Task to carry out:
The reply should contain each record below, returned exactly as given.

Entries shown:
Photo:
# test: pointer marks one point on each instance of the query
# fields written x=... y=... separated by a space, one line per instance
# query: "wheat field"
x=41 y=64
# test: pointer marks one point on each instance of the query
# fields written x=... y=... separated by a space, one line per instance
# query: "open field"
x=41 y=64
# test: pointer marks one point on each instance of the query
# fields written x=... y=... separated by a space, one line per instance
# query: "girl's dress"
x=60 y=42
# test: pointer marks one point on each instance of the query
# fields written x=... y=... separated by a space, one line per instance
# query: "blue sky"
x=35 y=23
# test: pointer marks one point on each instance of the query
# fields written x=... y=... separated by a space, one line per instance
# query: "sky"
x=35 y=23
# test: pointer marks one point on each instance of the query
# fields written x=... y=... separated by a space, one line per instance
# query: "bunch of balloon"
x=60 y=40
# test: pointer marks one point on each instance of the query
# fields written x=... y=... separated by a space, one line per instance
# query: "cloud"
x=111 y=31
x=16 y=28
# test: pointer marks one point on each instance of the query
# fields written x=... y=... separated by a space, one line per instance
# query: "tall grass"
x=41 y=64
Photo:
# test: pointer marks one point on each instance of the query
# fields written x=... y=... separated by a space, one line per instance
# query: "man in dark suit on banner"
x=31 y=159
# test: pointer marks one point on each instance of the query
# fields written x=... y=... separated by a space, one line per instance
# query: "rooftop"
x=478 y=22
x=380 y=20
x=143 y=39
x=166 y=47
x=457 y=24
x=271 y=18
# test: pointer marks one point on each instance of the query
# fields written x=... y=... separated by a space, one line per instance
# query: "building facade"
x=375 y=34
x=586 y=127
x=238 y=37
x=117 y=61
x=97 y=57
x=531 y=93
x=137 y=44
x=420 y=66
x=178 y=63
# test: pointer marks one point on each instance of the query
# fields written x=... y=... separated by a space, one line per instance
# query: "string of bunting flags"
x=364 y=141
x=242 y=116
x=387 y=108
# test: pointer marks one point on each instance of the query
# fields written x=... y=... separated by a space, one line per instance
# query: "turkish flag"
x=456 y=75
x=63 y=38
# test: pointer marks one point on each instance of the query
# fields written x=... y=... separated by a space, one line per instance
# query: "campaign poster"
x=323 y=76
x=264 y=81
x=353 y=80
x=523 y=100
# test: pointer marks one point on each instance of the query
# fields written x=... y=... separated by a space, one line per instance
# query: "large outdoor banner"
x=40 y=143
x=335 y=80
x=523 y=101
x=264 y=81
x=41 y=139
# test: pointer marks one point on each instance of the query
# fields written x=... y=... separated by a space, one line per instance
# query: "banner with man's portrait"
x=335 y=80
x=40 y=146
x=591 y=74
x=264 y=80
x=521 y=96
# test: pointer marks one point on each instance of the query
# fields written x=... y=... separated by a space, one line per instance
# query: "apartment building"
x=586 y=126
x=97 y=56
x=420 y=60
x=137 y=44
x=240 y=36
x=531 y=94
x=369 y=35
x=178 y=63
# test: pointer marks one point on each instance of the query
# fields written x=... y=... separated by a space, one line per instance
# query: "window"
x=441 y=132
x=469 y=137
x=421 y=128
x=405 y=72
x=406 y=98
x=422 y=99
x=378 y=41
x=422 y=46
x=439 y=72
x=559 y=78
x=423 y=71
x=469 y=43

Response:
Photo:
# test: pointer marks one point on each instance of the query
# fields written x=... y=... separated by a space, one line per instance
# query: "wheat field"
x=41 y=64
# test: pointer marks one point on each instance of the query
# fields written x=... y=... separated by a space, one line per instance
# query: "open field"
x=41 y=64
# test: pointer marks one point on each instance of the query
# fields written x=... y=... separated by a space, one line per instance
# query: "girl's dress"
x=60 y=42
# test: pointer marks one point on each instance of the query
# fields written x=... y=... separated by a space, one line per instance
# query: "blue sky"
x=35 y=23
# test: pointer marks one point on each instance of the query
# fields written x=... y=... separated by a space, one line per instance
# query: "sky"
x=35 y=23
# test: pointer marks one point on each instance of the query
# fields written x=... y=... separated by a space, one line per instance
# query: "bunch of balloon"
x=60 y=40
# test: pointer marks one point on each instance of the query
# fields written x=... y=... separated by a space, one line per instance
# query: "cloud"
x=111 y=31
x=16 y=28
# test: pointer marks one point on each instance of the query
# fields written x=... y=... separated by a space, one line per instance
# query: "tall grass"
x=41 y=64
Photo:
# test: pointer marks one point on each instance of the query
# fields written x=... y=... separated by a space, one line per instance
# query: "man in dark suit on banner"
x=31 y=159
# test: pointer marks one point on each instance of the query
# fields written x=... y=... separated by a space, one line per instance
# query: "rooftop"
x=478 y=22
x=380 y=20
x=143 y=39
x=166 y=47
x=457 y=24
x=271 y=18
# test: pointer marks one point on each instance of the query
# fields written x=... y=... separated by a space, one line per instance
# query: "building facade"
x=375 y=34
x=586 y=127
x=238 y=37
x=117 y=61
x=97 y=57
x=531 y=93
x=137 y=44
x=420 y=66
x=178 y=63
# test: pointer marks one point on each instance of the query
# fields written x=... y=... separated by a space, one line per instance
# query: "string of bunting flags"
x=364 y=141
x=242 y=116
x=387 y=108
# test: pointer marks one point on each instance of the query
# fields written x=... y=... separated by a space, one line per instance
# query: "turkish flag"
x=456 y=75
x=63 y=38
# test: pointer marks one point on each instance of the query
# fields written x=... y=... separated by a space, one line per instance
# query: "campaign poster"
x=323 y=76
x=264 y=81
x=353 y=80
x=523 y=100
# test: pointer marks one point on each instance of the query
# fields written x=... y=... separated by a space, one line per instance
# query: "large outdoor banner"
x=40 y=143
x=335 y=80
x=523 y=101
x=264 y=81
x=41 y=139
# test: pointer marks one point on each instance of the query
# fields written x=... y=... separated by a space, one line per instance
# query: "banner with man's portrait"
x=335 y=80
x=40 y=146
x=591 y=74
x=264 y=80
x=521 y=96
# test: pointer marks one point on each instance of the query
# fields written x=... y=... separated by a space, one line per instance
# query: "apartment building"
x=586 y=126
x=97 y=56
x=420 y=60
x=137 y=44
x=240 y=36
x=531 y=94
x=369 y=35
x=178 y=63
# test: pointer marks one point on each instance of the query
# fields written x=... y=... separated by a space, one line per instance
# query: "window"
x=441 y=132
x=469 y=137
x=421 y=128
x=405 y=72
x=406 y=98
x=422 y=99
x=378 y=41
x=422 y=46
x=439 y=72
x=559 y=78
x=423 y=71
x=469 y=43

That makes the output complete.